PROBLEM -> Your task is to print every entry below exactly as given.

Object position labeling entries
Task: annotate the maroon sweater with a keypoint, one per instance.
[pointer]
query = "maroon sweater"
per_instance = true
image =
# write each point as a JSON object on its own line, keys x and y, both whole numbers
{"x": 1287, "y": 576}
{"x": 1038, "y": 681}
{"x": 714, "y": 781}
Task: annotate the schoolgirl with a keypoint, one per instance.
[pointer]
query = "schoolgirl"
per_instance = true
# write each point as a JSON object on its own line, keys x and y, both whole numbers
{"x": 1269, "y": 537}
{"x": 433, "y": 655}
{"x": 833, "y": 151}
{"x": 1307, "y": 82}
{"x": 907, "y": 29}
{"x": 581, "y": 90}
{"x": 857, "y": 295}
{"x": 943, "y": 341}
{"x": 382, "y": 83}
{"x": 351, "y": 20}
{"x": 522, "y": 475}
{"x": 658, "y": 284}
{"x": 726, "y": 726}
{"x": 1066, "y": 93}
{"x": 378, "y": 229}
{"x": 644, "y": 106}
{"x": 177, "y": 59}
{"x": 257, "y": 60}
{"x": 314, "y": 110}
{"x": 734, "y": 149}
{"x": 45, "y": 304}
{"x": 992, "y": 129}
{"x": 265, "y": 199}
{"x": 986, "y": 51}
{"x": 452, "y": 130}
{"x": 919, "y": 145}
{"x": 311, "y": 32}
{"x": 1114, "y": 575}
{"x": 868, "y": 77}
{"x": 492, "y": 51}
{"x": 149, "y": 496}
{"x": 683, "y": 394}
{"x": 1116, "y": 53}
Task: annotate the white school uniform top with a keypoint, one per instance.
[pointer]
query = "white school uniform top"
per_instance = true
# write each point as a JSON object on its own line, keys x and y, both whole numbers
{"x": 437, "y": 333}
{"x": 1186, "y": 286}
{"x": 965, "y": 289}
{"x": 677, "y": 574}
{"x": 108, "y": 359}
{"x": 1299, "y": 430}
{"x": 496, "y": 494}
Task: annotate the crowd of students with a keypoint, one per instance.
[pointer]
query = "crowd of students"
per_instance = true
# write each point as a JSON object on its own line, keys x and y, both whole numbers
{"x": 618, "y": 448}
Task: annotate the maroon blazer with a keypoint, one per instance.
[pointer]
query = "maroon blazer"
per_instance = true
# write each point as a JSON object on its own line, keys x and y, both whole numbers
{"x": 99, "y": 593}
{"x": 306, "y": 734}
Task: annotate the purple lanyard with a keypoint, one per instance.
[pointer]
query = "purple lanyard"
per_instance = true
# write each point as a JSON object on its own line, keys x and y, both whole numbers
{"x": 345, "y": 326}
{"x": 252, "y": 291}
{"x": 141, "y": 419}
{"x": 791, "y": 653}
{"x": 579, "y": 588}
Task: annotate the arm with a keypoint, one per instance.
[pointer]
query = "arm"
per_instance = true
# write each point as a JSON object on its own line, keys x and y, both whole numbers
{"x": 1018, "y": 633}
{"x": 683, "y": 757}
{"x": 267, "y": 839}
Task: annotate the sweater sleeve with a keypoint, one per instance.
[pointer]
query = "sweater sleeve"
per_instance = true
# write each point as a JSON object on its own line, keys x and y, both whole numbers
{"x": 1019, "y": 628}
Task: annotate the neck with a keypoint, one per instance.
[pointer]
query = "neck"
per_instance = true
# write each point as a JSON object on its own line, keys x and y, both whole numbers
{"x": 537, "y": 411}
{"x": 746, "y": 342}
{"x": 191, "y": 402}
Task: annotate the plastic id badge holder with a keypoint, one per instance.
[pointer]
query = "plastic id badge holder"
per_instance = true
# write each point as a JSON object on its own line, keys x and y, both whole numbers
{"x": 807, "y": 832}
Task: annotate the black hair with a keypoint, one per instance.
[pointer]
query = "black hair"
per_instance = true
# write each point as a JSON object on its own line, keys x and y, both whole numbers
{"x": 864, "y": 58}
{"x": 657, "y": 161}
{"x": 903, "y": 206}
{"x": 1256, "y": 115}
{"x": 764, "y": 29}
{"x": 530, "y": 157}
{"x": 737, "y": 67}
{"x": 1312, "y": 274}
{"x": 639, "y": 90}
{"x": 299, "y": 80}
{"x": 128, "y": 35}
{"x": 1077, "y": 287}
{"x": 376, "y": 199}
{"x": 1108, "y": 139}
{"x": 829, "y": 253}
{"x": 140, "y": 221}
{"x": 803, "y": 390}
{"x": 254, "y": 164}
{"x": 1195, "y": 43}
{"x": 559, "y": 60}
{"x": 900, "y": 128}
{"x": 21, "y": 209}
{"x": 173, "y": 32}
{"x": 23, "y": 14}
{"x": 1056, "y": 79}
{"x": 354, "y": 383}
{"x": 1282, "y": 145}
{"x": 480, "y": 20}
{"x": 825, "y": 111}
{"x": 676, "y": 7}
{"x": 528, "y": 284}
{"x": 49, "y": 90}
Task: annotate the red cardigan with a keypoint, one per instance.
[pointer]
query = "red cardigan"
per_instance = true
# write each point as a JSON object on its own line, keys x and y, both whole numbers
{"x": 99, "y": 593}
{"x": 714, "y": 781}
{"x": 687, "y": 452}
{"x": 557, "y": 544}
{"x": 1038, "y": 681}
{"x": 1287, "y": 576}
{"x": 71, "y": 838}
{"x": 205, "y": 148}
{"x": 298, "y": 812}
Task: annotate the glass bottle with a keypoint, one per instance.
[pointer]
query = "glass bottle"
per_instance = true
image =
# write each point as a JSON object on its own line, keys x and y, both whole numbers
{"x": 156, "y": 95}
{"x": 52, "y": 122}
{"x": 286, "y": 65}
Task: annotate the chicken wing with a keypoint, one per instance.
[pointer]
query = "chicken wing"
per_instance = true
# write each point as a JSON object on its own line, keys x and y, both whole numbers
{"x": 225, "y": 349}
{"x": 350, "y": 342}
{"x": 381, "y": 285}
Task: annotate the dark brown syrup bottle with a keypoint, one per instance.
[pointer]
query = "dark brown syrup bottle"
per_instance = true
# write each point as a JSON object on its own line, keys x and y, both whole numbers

TASK OUTPUT ->
Task: annotate the maroon sweater with a keypoint, one per instance.
[pointer]
query = "maroon sweater"
per_instance = true
image =
# write each point as a JSON object on its own line, keys x and y, both whole numbers
{"x": 1287, "y": 576}
{"x": 1038, "y": 681}
{"x": 714, "y": 781}
Task: annotate the schoolgirl with a keypoint, one per instance.
[pointer]
query = "schoolgirl"
per_instance = true
# write each point as a JSON object on its own line, keys x and y, both whole numbers
{"x": 1269, "y": 537}
{"x": 433, "y": 655}
{"x": 833, "y": 151}
{"x": 1307, "y": 82}
{"x": 907, "y": 29}
{"x": 581, "y": 90}
{"x": 857, "y": 295}
{"x": 943, "y": 341}
{"x": 382, "y": 83}
{"x": 351, "y": 20}
{"x": 522, "y": 475}
{"x": 658, "y": 284}
{"x": 726, "y": 726}
{"x": 1066, "y": 93}
{"x": 378, "y": 229}
{"x": 644, "y": 106}
{"x": 177, "y": 59}
{"x": 257, "y": 60}
{"x": 314, "y": 110}
{"x": 734, "y": 149}
{"x": 45, "y": 304}
{"x": 992, "y": 129}
{"x": 265, "y": 199}
{"x": 986, "y": 51}
{"x": 452, "y": 130}
{"x": 919, "y": 145}
{"x": 311, "y": 32}
{"x": 1114, "y": 575}
{"x": 868, "y": 77}
{"x": 492, "y": 51}
{"x": 149, "y": 496}
{"x": 683, "y": 394}
{"x": 1116, "y": 53}
Task: annotate the white school uniform top with a keypoint, one per instance.
[pointer]
query = "white school uniform top"
per_instance = true
# write each point as a JSON object on its own line, keys x and y, both whole numbers
{"x": 437, "y": 333}
{"x": 1186, "y": 286}
{"x": 965, "y": 289}
{"x": 677, "y": 574}
{"x": 108, "y": 359}
{"x": 1299, "y": 430}
{"x": 496, "y": 494}
Task: annotate the crowd of students with a keypoint, one per instance.
[pointer]
query = "crowd of students"
per_instance = true
# write each point as a JSON object on its own line, keys x and y, both whole numbers
{"x": 618, "y": 448}
Task: annotate the maroon blazer with a keypoint, one per instance.
[pointer]
query = "maroon blazer"
per_instance = true
# write each point as a JSON object on its own line, keys x and y, both whole numbers
{"x": 99, "y": 593}
{"x": 306, "y": 734}
Task: annotate the purple lanyard with a keypoint, one per instance.
[pointer]
query = "purple lanyard"
per_instance = true
# write each point as a JSON object on its own line, keys x and y, both whole numbers
{"x": 345, "y": 326}
{"x": 252, "y": 291}
{"x": 141, "y": 419}
{"x": 791, "y": 653}
{"x": 579, "y": 588}
Task: annotate the arm with a keypoint, one per instance.
[pointer]
query = "arm"
per_instance = true
# write each point as a JSON object on its own line, keys x and y, both whole numbers
{"x": 1018, "y": 633}
{"x": 683, "y": 757}
{"x": 267, "y": 839}
Task: annotate the sweater sleeve with a keypoint, one per instance.
[pointer]
query = "sweater sleeve"
per_instance = true
# write each point as a JSON object on its own line, keys x and y, both whole numbers
{"x": 1019, "y": 628}
Task: annotate the neck with a keypoint, one per instance.
[pointer]
query = "neck"
per_instance = true
# write each point as a JSON object on its own line, keys x and y, both whole numbers
{"x": 537, "y": 411}
{"x": 746, "y": 342}
{"x": 191, "y": 402}
Task: annotate the plastic id badge holder with a keypoint, one per instance.
[pointer]
query = "plastic id badge holder"
per_instance = true
# write each point as a JSON object on its own line, keys x and y, both whole numbers
{"x": 807, "y": 832}
Task: annotate the black hair with a keypoint, one per instance.
[pointer]
query = "black hair"
per_instance = true
# write each point as a JSON object on its own line, keys x and y, both whole numbers
{"x": 864, "y": 58}
{"x": 657, "y": 161}
{"x": 903, "y": 206}
{"x": 1256, "y": 115}
{"x": 764, "y": 29}
{"x": 530, "y": 157}
{"x": 737, "y": 67}
{"x": 1312, "y": 274}
{"x": 639, "y": 90}
{"x": 299, "y": 80}
{"x": 128, "y": 35}
{"x": 1077, "y": 287}
{"x": 376, "y": 199}
{"x": 1108, "y": 139}
{"x": 829, "y": 253}
{"x": 140, "y": 221}
{"x": 803, "y": 390}
{"x": 254, "y": 164}
{"x": 1195, "y": 43}
{"x": 559, "y": 60}
{"x": 900, "y": 128}
{"x": 21, "y": 209}
{"x": 173, "y": 32}
{"x": 23, "y": 14}
{"x": 1056, "y": 79}
{"x": 354, "y": 383}
{"x": 1282, "y": 145}
{"x": 480, "y": 20}
{"x": 825, "y": 111}
{"x": 676, "y": 7}
{"x": 528, "y": 284}
{"x": 49, "y": 90}
Task: annotate the red cardigan with a keypoint, one per instance.
[pointer]
query = "red cardigan"
per_instance = true
# write each point as a JSON object on its own line, keys x and y, both whole numbers
{"x": 99, "y": 593}
{"x": 714, "y": 781}
{"x": 687, "y": 452}
{"x": 557, "y": 544}
{"x": 1038, "y": 681}
{"x": 1287, "y": 576}
{"x": 71, "y": 838}
{"x": 205, "y": 148}
{"x": 298, "y": 812}
Task: annotate the glass bottle with a keypoint, one per instance.
[pointer]
query = "glass bottle"
per_instance = true
image =
# write each point as a JSON object on its own line, keys x and y, both whole numbers
{"x": 156, "y": 95}
{"x": 52, "y": 122}
{"x": 286, "y": 65}
Task: annotate the chicken wing with a keypoint, one per instance.
[pointer]
query = "chicken wing"
per_instance = true
# write each point as a JSON object on its own line, keys x and y, both whole numbers
{"x": 225, "y": 349}
{"x": 350, "y": 342}
{"x": 381, "y": 285}
Task: annotate the dark brown syrup bottle with a keypoint, one per instance.
[pointer]
query = "dark brown syrup bottle"
per_instance = true
# write each point as a JSON object on its own line, keys x and y, both whole numbers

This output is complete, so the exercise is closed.